[start of Source text]
# Austin, TX - Conan - GM - Seeking another player



## Flatscan (Feb 14, 2008)

Know, that between the years when the oceans drank Atlantis and the gleaming cities, and the years of the rise of the Sons of Aryas, there was an Age undreamed of. Let me tell you of the days of high adventure!


I've got a couple of great players that have already toppled corrupt governers and braved the terrors of the dark, and we're just getting started! But we need another player or two to round out our band of adventurers. Current play level is 6th level and the party consists of a soldier/scholar and a barbarian.


We game two Saturdays a month from noon to 6 or 7 pm in South Austin. Miniatures are used for tactical combat and we try to keep book dives to a minimum. Scenarios come from a mixture of published adventures and original content tailored to the party.


We're looking for someone who can take a game seriously, can stay in character but can give and take a joke as well. What we don't want are rules lawyers (though we pride ourselves on sticking as close to the rules as possible), dice fudgers (because rolling a 1 on a die shouldn't be anything to stress about, it just adds to the challenge of the scenario), or social miscreants.


So, if you're looking for a sword & sorcery game to join and are not of the squemish variety, by Crom drop me a line.


----------



## Phaeryx (Mar 8, 2008)

Hi Flatscan.  I just sent you an email re: the Conan game.  It sounds fun.  In case you didn't receive the email, my address is phaeryx[at]yahoo.com.  Let me know if you're still looking for an extra player.

Chris


----------
[end of Source text]
◆ Stated problem A ◆
Transcribe the part of the listing that opens with the line containing "Target: bare branch" and runs through the end of the listing, both ends included, and leave the pictures out.
[start of Data provided]
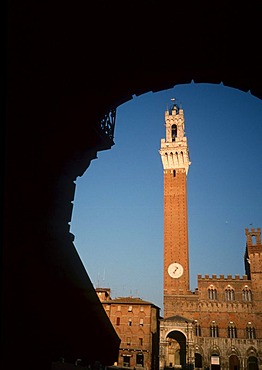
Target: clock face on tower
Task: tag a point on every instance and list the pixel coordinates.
(175, 270)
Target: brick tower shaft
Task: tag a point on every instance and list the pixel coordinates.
(175, 158)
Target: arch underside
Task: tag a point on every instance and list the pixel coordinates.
(67, 67)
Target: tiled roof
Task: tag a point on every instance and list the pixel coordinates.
(130, 300)
(177, 318)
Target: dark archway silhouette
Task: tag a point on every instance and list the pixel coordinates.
(67, 66)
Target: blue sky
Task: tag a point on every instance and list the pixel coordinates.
(118, 207)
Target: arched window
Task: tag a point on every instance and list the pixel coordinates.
(246, 294)
(229, 293)
(212, 292)
(231, 330)
(252, 363)
(213, 330)
(197, 329)
(140, 359)
(174, 132)
(250, 331)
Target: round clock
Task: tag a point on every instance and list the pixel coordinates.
(175, 270)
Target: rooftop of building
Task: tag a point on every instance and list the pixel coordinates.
(130, 300)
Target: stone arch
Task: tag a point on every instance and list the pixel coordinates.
(176, 348)
(68, 101)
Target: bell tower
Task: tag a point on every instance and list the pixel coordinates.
(175, 159)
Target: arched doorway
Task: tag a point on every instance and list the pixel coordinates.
(252, 363)
(234, 363)
(215, 361)
(198, 361)
(176, 354)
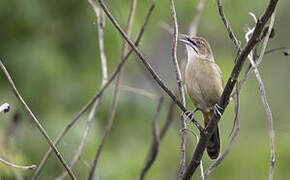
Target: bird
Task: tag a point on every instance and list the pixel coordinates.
(204, 84)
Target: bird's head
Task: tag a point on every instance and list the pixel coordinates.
(197, 47)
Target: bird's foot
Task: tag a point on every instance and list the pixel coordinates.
(190, 115)
(217, 110)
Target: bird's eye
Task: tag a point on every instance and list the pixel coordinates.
(198, 42)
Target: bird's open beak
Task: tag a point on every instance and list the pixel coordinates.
(184, 38)
(188, 41)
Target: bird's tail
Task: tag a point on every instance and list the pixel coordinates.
(213, 147)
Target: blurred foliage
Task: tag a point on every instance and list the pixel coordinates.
(51, 50)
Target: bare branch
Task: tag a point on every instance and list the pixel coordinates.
(36, 122)
(285, 50)
(145, 62)
(179, 85)
(263, 96)
(139, 91)
(100, 23)
(98, 94)
(5, 108)
(196, 17)
(228, 89)
(17, 166)
(228, 26)
(155, 144)
(116, 93)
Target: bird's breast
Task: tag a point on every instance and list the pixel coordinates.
(204, 84)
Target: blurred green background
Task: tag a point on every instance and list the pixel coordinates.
(51, 50)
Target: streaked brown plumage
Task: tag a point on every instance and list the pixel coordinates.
(204, 84)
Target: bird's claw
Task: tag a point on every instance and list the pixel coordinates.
(190, 115)
(217, 110)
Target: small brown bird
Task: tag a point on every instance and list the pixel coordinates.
(204, 84)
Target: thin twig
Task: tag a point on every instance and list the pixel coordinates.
(98, 94)
(241, 57)
(264, 99)
(116, 93)
(145, 62)
(179, 86)
(5, 108)
(139, 91)
(196, 17)
(155, 142)
(228, 26)
(284, 49)
(35, 120)
(100, 23)
(17, 166)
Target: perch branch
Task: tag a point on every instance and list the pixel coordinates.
(228, 89)
(17, 166)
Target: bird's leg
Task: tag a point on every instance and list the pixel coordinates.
(190, 115)
(217, 110)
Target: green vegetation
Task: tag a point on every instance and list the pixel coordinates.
(51, 50)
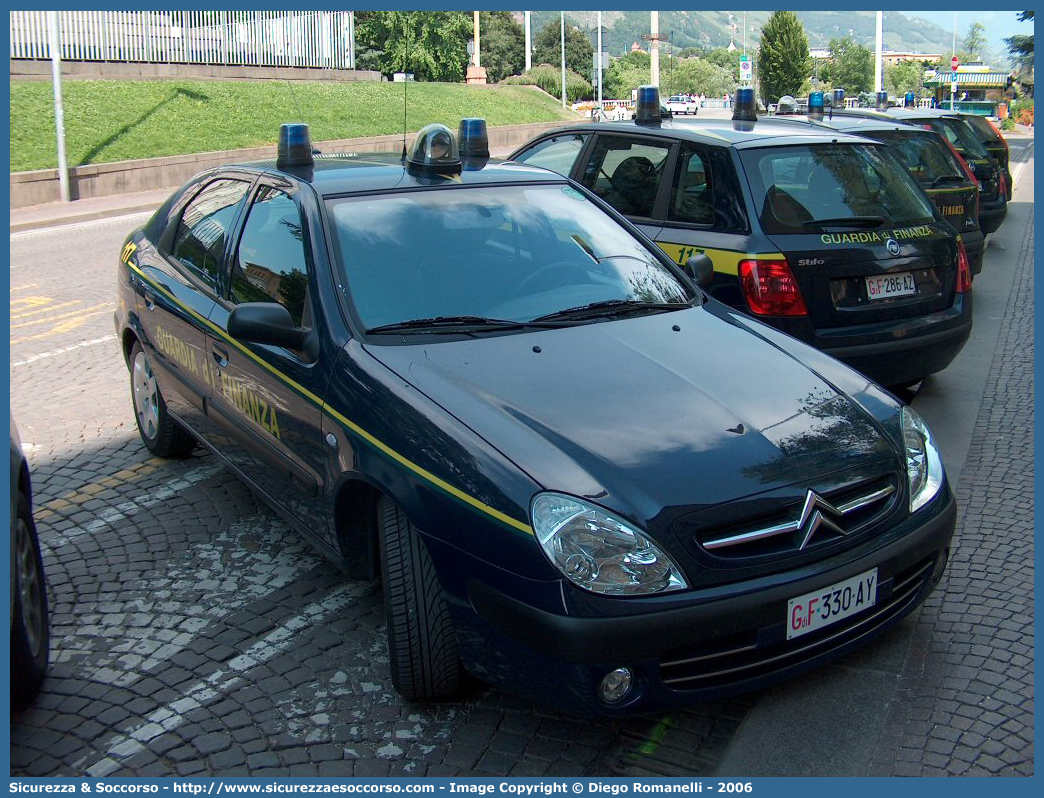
[end of Data provided]
◆ Stated problem B ◆
According to the forum thread, how often does the group play, and at what hours?

◆ Expected answer A ◆
Target: bare branch
Task: tag a point on every instance and list the pixel coordinates.
(36, 122)
(285, 50)
(145, 62)
(179, 85)
(263, 96)
(139, 91)
(100, 23)
(98, 94)
(5, 108)
(196, 17)
(228, 89)
(17, 166)
(228, 26)
(155, 144)
(116, 93)
Target: bird's breast
Task: tag a point on every instance and list the pixel coordinates.
(204, 84)
Target: blurred green background
Task: tag a point on every instance and list the pixel coordinates.
(51, 50)
Target: streaked brown plumage
Task: tag a point on every instance and list the pixel coordinates.
(204, 84)
Target: bird's claw
Task: tag a point on every instance and list the pixel coordinates.
(190, 115)
(217, 110)
Target: small brown bird
Task: tag a point on every instance and list the pixel coordinates.
(204, 84)
Target: thin twig
Task: tag a point on every instance and list the pixel coordinates.
(98, 94)
(241, 57)
(264, 99)
(116, 93)
(145, 62)
(179, 86)
(5, 108)
(139, 91)
(196, 17)
(155, 142)
(228, 26)
(284, 49)
(35, 120)
(100, 23)
(17, 166)
Target: perch branch
Task: tag a point on every instance and list the pixel coordinates.
(228, 89)
(17, 166)
Target: bird's leg
Task: tag a point on every instance and list the pixel coordinates.
(190, 115)
(217, 110)
Target: green vegetation
Task: tag a point on every instance and list the pixel coordinates.
(51, 50)

◆ Expected answer B ◆
Two Saturdays a month, from noon to 6 or 7 pm.